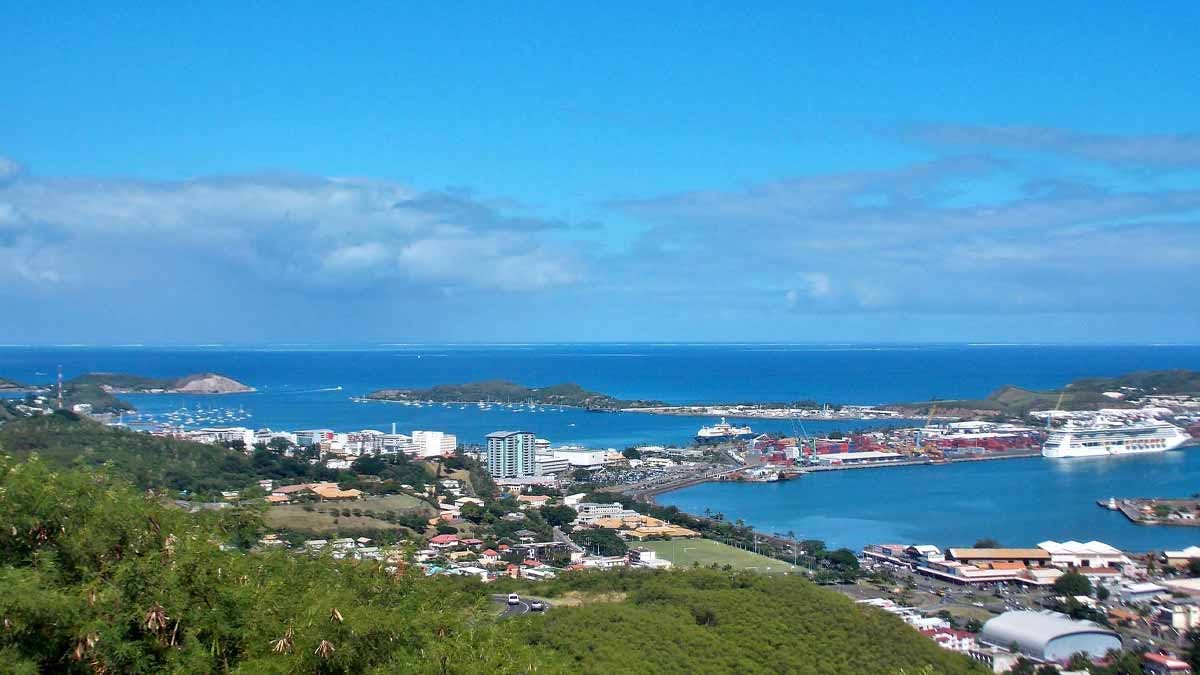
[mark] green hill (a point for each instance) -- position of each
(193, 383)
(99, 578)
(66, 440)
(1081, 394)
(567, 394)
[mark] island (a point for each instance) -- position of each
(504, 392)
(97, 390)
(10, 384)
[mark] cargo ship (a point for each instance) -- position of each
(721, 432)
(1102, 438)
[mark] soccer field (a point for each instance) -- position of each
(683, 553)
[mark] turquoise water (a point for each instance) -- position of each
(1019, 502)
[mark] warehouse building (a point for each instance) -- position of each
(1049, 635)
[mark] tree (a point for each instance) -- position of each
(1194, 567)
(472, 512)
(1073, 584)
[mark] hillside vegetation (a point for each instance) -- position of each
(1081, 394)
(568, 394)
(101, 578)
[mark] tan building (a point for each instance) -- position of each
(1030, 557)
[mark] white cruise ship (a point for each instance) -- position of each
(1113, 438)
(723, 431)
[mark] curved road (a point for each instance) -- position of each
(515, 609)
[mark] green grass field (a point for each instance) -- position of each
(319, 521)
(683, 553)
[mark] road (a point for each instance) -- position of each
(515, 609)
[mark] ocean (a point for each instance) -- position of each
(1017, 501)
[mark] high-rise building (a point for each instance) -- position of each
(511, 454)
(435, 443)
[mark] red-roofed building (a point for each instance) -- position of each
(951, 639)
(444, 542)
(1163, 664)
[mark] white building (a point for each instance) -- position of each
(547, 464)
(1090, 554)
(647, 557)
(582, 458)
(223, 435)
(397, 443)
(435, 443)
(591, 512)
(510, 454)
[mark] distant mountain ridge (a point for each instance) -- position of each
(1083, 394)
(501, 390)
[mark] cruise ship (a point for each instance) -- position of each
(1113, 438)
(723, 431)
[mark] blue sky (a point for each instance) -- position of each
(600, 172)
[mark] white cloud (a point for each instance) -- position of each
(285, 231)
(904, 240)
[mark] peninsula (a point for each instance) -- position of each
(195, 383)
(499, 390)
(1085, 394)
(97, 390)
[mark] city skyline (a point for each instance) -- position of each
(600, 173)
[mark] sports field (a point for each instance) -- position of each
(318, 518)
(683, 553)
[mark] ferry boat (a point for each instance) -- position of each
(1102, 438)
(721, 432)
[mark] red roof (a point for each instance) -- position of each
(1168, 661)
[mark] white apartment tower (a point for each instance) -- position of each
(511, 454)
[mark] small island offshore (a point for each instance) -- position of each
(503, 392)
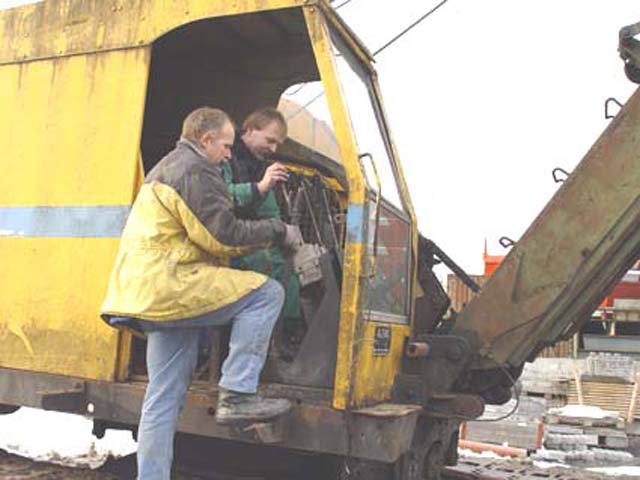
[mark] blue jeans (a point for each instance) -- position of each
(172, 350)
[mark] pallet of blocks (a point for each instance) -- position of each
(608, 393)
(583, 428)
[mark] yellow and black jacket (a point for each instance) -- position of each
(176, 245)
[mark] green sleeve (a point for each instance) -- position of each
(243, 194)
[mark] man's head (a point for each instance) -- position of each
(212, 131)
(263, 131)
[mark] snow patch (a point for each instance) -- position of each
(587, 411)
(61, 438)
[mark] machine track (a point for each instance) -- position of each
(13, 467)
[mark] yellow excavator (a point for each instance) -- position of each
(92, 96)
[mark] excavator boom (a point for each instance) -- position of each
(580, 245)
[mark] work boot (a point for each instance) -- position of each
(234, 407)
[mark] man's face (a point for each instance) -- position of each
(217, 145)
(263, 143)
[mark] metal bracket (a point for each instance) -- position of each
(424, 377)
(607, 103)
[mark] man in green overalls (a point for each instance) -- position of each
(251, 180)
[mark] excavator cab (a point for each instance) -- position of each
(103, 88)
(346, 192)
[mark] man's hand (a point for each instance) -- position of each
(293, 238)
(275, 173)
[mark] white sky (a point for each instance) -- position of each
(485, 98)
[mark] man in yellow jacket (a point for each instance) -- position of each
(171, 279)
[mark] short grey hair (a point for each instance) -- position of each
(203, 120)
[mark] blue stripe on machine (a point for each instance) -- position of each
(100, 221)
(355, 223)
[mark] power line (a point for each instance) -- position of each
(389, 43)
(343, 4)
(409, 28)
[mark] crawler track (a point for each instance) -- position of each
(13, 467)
========
> The task
Render everything from the row that contains "[mark] man's hand" down to the end of the rows above as a Markdown table with the columns Number and Line, numbering each line and leaving out blank lines.

> Answer to this problem
| Number | Line |
|---|---|
| 1 | [mark] man's hand (a point for each instance) -- position of each |
| 2 | (293, 238) |
| 3 | (275, 173) |
| 4 | [mark] white sky (a point for each instance) -- position of each |
| 5 | (485, 98) |
| 6 | [mark] man in yellow jacket (a point for each instance) -- position of each |
| 7 | (171, 279) |
| 8 | [mark] short grey hair (a point for each instance) -- position of each |
| 9 | (203, 120) |
| 10 | [mark] blue stripe on machine (a point for each instance) -- position of each |
| 11 | (100, 221) |
| 12 | (355, 223) |
| 13 | [mark] power line (a point for each instance) -- position of each |
| 14 | (389, 43) |
| 15 | (343, 4) |
| 16 | (409, 28) |
| 17 | [mark] crawler track (a point for each instance) -- position of each |
| 18 | (13, 467) |